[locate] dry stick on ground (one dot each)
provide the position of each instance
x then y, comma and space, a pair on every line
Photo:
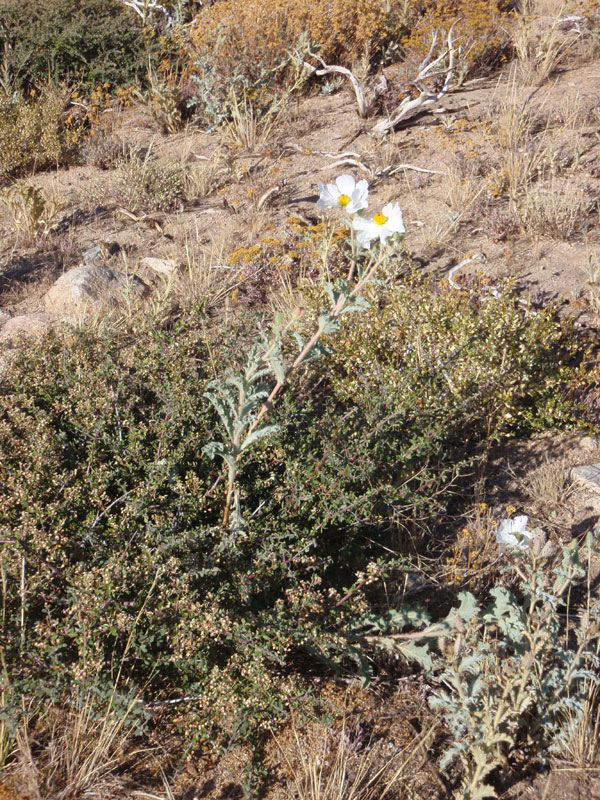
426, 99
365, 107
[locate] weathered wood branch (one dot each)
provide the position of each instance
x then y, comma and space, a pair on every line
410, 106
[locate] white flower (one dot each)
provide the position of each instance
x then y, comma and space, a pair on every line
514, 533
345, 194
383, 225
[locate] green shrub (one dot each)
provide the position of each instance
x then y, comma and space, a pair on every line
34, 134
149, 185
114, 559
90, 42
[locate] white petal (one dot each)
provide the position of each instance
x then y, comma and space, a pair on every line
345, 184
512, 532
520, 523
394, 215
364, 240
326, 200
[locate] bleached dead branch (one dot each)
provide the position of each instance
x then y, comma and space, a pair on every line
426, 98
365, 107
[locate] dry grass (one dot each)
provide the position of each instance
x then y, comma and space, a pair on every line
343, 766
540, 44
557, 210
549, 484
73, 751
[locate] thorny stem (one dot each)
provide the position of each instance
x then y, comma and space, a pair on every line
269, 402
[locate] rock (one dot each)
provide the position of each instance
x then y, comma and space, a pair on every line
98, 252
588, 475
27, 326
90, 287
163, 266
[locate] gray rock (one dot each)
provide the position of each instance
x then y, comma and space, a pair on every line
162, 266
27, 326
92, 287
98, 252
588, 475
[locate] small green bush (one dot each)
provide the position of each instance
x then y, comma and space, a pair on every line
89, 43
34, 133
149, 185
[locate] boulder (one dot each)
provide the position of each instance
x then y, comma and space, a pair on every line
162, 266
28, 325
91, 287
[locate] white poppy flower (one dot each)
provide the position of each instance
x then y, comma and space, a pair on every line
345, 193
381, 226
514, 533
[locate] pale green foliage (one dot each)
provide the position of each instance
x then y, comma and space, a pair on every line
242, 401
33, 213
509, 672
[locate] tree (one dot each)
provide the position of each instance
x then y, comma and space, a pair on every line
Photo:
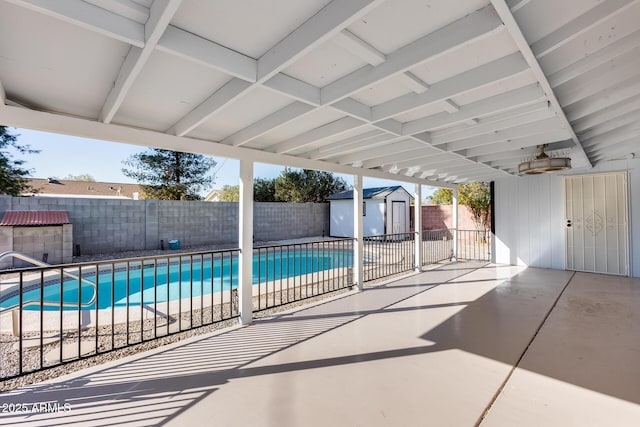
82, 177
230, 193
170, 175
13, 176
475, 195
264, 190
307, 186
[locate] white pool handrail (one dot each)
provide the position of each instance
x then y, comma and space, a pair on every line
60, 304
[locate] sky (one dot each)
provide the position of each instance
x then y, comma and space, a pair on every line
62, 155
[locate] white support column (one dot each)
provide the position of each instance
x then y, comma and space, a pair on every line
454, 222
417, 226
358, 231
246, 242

# [INSTRUCTIONS TO FOLLOW]
Reproduce the part of the records that opens with the line containing "[locate] white support column (one dot each)" and closes with the last line of the records, keeping the requests unchanged. Scale every coordinate in the answers by 1.85, rounding each result to a whole number with halves rounded up.

# [EXERCISE RESULT]
[locate] white support column (one dot each)
provide the position of each instance
x then y, comma and space, a pair on every line
840, 411
771, 418
662, 427
455, 448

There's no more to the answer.